Task brief: Format the lines starting at the one containing "box; clicks after a rough mask refine it." and ending at the one containing "positive clicks: (91, 77) (39, 183)" as a JSON list of strings, one string per line, with blank lines omitted.

Dataset excerpts:
* * * * * * * * *
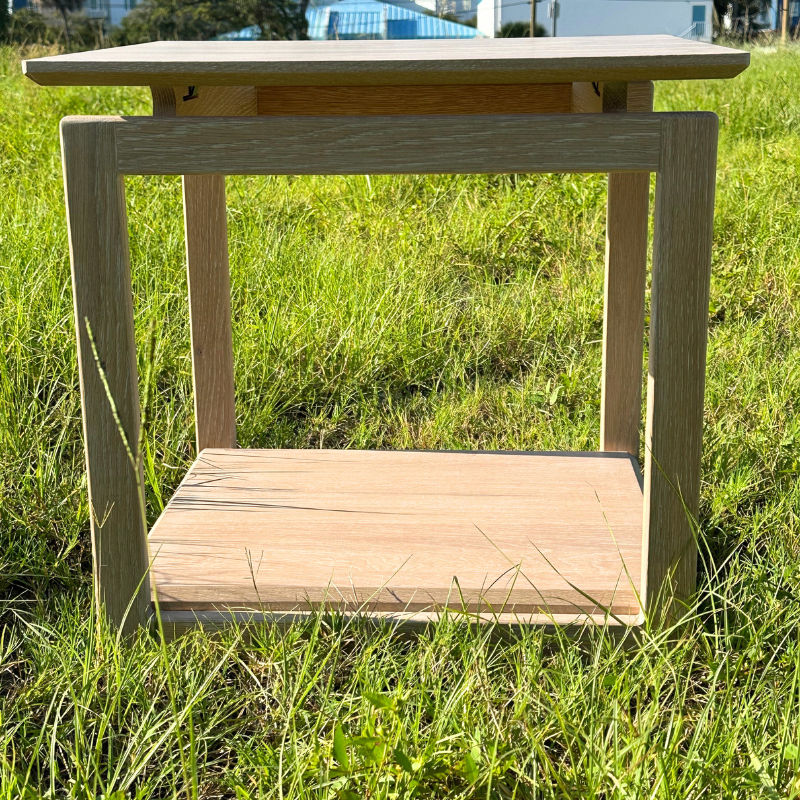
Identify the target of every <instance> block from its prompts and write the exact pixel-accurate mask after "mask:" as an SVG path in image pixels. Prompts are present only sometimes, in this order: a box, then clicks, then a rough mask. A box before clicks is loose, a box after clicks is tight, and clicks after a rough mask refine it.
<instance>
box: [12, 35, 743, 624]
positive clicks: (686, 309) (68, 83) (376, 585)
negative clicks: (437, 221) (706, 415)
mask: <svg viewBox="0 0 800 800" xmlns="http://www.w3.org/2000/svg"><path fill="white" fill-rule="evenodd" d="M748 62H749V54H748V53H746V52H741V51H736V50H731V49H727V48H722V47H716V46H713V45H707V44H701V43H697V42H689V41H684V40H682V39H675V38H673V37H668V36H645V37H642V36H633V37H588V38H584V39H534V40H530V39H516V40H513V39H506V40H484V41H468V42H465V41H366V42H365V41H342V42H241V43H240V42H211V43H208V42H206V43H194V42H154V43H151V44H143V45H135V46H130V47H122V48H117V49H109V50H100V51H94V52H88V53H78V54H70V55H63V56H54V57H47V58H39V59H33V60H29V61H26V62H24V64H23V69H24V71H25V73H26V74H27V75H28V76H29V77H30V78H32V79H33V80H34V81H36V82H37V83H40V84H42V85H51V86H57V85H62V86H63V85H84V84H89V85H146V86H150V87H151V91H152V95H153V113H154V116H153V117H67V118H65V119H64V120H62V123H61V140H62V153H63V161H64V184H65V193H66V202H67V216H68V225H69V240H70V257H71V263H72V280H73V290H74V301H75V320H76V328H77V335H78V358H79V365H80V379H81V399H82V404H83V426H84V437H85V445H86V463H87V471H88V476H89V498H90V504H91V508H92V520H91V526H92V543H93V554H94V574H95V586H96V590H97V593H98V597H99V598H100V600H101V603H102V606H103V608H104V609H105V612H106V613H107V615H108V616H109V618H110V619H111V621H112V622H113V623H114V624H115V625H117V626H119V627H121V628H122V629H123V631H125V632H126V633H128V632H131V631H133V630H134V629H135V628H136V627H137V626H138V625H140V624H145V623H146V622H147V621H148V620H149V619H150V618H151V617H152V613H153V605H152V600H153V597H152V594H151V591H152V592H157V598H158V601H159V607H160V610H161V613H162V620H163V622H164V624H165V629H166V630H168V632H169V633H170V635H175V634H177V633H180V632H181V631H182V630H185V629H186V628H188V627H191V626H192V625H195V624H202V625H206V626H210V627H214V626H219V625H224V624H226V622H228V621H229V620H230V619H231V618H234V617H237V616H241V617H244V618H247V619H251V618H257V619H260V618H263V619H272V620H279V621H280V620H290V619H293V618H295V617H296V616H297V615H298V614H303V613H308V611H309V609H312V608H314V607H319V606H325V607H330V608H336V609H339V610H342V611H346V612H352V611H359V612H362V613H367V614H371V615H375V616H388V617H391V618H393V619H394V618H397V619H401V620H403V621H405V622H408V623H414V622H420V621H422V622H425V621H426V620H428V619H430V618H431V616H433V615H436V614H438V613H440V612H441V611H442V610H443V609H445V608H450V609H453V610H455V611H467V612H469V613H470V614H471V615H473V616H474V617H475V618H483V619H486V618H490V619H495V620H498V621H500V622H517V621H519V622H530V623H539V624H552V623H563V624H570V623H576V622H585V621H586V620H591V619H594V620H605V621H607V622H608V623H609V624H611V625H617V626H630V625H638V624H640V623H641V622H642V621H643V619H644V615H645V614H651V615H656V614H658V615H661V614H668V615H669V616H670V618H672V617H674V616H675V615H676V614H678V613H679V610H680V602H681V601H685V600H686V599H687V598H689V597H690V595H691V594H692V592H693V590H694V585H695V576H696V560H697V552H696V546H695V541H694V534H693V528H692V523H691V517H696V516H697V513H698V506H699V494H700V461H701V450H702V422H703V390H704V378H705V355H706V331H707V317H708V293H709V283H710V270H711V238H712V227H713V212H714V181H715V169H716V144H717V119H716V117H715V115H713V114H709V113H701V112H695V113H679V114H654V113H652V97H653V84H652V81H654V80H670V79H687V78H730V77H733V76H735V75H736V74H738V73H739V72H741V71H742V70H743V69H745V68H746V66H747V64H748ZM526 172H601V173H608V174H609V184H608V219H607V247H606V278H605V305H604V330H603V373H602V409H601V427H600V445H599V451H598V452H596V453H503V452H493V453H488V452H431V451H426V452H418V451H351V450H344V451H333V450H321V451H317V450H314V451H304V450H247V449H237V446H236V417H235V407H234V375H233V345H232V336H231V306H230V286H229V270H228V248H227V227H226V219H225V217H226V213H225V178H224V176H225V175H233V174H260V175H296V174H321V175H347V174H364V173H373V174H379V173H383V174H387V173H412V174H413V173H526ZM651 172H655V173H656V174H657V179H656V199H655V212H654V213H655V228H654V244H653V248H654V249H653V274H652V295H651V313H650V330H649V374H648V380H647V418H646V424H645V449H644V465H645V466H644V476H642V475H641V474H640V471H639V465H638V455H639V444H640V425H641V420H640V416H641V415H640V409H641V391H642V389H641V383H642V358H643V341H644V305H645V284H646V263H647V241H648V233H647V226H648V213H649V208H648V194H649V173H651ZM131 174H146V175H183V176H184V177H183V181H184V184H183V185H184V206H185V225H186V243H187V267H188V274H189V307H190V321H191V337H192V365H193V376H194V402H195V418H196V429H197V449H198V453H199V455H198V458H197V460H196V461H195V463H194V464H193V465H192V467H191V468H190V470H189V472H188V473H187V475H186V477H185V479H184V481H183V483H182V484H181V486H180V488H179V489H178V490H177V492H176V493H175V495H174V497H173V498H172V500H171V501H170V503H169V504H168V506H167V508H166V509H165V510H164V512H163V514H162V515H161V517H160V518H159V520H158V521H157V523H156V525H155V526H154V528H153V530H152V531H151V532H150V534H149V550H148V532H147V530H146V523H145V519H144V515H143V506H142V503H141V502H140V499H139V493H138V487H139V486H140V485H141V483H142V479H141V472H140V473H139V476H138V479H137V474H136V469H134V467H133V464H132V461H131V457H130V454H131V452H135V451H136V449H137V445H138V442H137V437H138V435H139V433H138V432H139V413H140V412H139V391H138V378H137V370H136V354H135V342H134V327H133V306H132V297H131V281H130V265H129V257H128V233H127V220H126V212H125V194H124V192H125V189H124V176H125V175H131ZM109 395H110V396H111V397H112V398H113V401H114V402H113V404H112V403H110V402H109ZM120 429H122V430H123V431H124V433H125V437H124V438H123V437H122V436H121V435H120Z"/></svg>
* * * * * * * * *
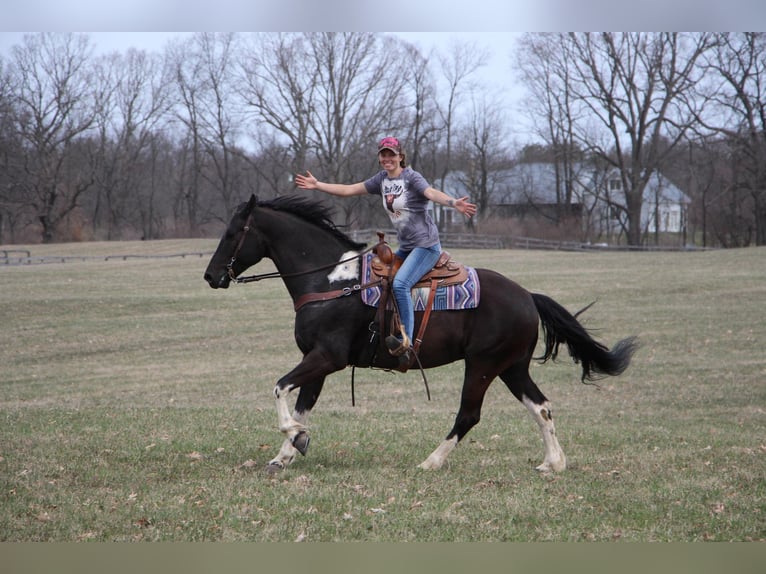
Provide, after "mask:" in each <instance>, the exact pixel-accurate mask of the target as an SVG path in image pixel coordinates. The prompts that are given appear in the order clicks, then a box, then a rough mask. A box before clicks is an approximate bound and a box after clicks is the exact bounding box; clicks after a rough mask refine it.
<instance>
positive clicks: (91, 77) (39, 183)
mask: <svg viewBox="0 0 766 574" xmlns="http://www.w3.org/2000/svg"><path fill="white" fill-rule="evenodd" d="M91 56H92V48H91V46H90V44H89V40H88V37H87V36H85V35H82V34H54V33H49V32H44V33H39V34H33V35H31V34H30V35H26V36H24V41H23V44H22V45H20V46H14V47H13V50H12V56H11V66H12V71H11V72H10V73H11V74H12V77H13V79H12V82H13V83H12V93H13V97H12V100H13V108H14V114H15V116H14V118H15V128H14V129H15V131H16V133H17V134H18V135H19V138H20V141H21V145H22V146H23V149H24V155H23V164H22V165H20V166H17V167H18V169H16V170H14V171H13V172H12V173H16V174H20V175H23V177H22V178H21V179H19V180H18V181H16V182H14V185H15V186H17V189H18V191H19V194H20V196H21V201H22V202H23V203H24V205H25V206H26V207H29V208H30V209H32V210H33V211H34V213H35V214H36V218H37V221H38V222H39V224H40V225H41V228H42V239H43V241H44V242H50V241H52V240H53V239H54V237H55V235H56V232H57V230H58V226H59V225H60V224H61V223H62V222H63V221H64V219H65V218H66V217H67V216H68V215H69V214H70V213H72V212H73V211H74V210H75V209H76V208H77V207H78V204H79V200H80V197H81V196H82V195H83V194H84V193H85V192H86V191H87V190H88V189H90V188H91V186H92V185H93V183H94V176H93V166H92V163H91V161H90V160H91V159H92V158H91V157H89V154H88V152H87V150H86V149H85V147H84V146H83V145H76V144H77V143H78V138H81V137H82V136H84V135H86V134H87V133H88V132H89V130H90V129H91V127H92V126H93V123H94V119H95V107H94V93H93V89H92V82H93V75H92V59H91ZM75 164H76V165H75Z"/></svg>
* * * * * * * * *
Answer section:
[
  "Provide, after \"mask:\" in each <instance>, the exact pixel-accurate mask of the target as an SVG path in image pixel coordinates. The prompts that are given appear in the order clicks, then a box, then a rough mask. A box before clicks is an approximate bound and a box after clicks is the exact bounding box; clicks after a rough mask refine it.",
  "<instance>",
  "positive clicks: (91, 77) (39, 183)"
]